_Exercise directions:_ Reproduce the material verbatim, starting at its first line and ending at the line that contains "POLYGON ((73 39, 51", with both of those lines included.
** START OF Listed records **
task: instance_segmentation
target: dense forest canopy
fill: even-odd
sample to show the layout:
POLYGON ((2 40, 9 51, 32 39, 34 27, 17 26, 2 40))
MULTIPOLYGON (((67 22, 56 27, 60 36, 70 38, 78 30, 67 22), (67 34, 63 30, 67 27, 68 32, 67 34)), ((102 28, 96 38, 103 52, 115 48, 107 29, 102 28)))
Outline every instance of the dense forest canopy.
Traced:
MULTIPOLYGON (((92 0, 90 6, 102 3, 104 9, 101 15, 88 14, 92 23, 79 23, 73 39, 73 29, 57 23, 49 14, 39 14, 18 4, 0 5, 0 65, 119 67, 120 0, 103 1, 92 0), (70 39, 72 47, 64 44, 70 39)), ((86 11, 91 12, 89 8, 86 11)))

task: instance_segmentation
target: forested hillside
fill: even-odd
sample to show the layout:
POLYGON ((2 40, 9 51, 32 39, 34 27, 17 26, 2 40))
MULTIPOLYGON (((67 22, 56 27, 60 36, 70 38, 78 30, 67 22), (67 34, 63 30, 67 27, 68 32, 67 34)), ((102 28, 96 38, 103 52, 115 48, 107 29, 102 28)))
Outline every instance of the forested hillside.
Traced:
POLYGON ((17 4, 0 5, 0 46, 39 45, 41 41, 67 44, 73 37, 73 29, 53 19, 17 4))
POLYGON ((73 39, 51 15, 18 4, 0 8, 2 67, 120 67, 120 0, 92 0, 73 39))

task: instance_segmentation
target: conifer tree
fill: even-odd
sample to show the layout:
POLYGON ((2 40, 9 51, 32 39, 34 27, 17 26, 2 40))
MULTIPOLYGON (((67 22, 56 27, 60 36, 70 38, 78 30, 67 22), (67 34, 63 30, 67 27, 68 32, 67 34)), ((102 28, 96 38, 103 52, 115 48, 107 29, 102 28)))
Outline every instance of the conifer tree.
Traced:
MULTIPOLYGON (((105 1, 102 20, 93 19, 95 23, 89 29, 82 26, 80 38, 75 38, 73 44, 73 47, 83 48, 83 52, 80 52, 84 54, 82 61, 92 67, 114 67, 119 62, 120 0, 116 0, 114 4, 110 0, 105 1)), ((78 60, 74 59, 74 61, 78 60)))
** END OF Listed records **
_Result for this task:_
task: instance_segmentation
target: dense forest canopy
fill: even-odd
sample to show the layout:
POLYGON ((2 40, 9 51, 32 39, 34 27, 17 26, 2 40))
MULTIPOLYGON (((67 22, 56 27, 60 36, 70 38, 78 30, 67 22), (67 34, 63 30, 67 27, 68 32, 67 34)), ((102 28, 96 38, 103 52, 115 48, 107 29, 102 28)))
Outline every instance of the dense forest canopy.
Traced:
MULTIPOLYGON (((92 0, 90 6, 102 3, 104 9, 101 15, 88 14, 92 23, 79 23, 73 39, 73 29, 57 23, 49 14, 39 14, 18 4, 0 5, 0 65, 119 67, 120 0, 103 1, 92 0), (70 39, 72 47, 64 44, 70 39)), ((86 11, 91 12, 89 8, 86 11)))

task: instance_segmentation
target: forested hillside
fill: even-odd
sample to show the layout:
POLYGON ((2 40, 9 51, 32 39, 34 27, 17 26, 2 40))
MULTIPOLYGON (((67 22, 56 27, 60 36, 70 38, 78 30, 67 22), (67 34, 63 30, 67 27, 68 32, 67 34)), ((102 28, 96 38, 103 52, 115 48, 107 29, 102 28)))
Outline every instance of the forested hillside.
Traced:
POLYGON ((17 4, 0 5, 0 46, 39 45, 41 41, 67 44, 73 37, 73 29, 53 19, 17 4))
POLYGON ((73 39, 51 15, 18 4, 0 8, 2 67, 120 67, 120 0, 92 0, 73 39))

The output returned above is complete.